PAGE EXCERPT:
- - - - - - -
PHM5010 – Precision Biomarkers

Course Overview

Biomarkers, with potential to inform disease risk, diagnosis, prognosis, and treatment response are foundational to Precision Medicine because they enable evidence-based clinical decision-making and more targeted therapies. PHM5010 guides students through the end-to-end biomarker journey—from discovery to development, validation, and real-world clinical translation. Building on prior training in genomics, proteomics/metabolomics, biostatistics, and AI/ML in Semester 1 of the MScPHM programme, students will learn how big-data omics and multi-omics approaches can be used to identify and evaluate clinically meaningful biomarkers.

The course also highlights the realities of translation: what it takes to demonstrate analytical validity, clinical validity, and clinical utility, and why challenges such as reproducibility, bias, heterogeneity, and implementation barriers often prevent promising biomarkers from reaching practice. Learning is complemented by clinical and industry perspectives, including expert-led sessions and site visits that expose students to biomarker development in real healthcare and biotech settings.

A major component of PHM5010 is a portfolio-building individual assignment, where students develop a manuscript-style biomarker discovery study (data/AI-driven) or an AI-augmented biomarker review, supported by structured milestone presentations and mentorship.

Learning Outcomes

By the end of the course, the student will:

1) Differentiate the major classes, characteristics and intended uses of biomarkers

2) Formulate a clinically relevant biomarker question and design an appropriate discovery and development workflow that aligns the clinical problem, population, specimen type, assay platform and study design.

3) Apply and appraise AI- and ML-enabled approaches used in biomarker science, including AI assisted evidence review, feature selection, predictive modelling, hyperparameter tuning, validation and performance evaluation.

4) Evaluate biomarker evidence using the frameworks of analytical validity, clinical validity and clinical utility, and assess whether a candidate biomarker is sufficiently robust for translational or clinical use.
- - - - - - -
SOURCE DATA:
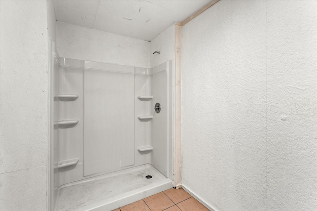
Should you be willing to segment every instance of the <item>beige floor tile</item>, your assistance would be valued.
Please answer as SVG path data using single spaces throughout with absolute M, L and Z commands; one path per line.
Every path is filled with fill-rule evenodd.
M 144 200 L 152 211 L 161 211 L 174 205 L 174 203 L 161 192 L 146 198 Z
M 143 200 L 139 200 L 120 208 L 121 211 L 151 211 Z
M 164 210 L 164 211 L 181 211 L 179 210 L 176 205 L 173 206 L 173 207 L 171 207 L 169 208 L 167 208 L 166 210 Z
M 182 188 L 178 189 L 171 188 L 163 191 L 163 192 L 175 204 L 179 203 L 180 202 L 192 197 L 190 194 Z
M 193 197 L 186 199 L 177 205 L 182 211 L 209 211 L 209 210 Z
- - - - - - -
YOUR GOAL: From the PHM5010 course page, extract the passage starting with "PHM5010 – Precision" and going on through "clinically meaningful biomarkers.". The data is not needed for this work.

SOLUTION FOR THIS EXERCISE:
PHM5010 – Precision Biomarkers

Course Overview

Biomarkers, with potential to inform disease risk, diagnosis, prognosis, and treatment response are foundational to Precision Medicine because they enable evidence-based clinical decision-making and more targeted therapies. PHM5010 guides students through the end-to-end biomarker journey—from discovery to development, validation, and real-world clinical translation. Building on prior training in genomics, proteomics/metabolomics, biostatistics, and AI/ML in Semester 1 of the MScPHM programme, students will learn how big-data omics and multi-omics approaches can be used to identify and evaluate clinically meaningful biomarkers.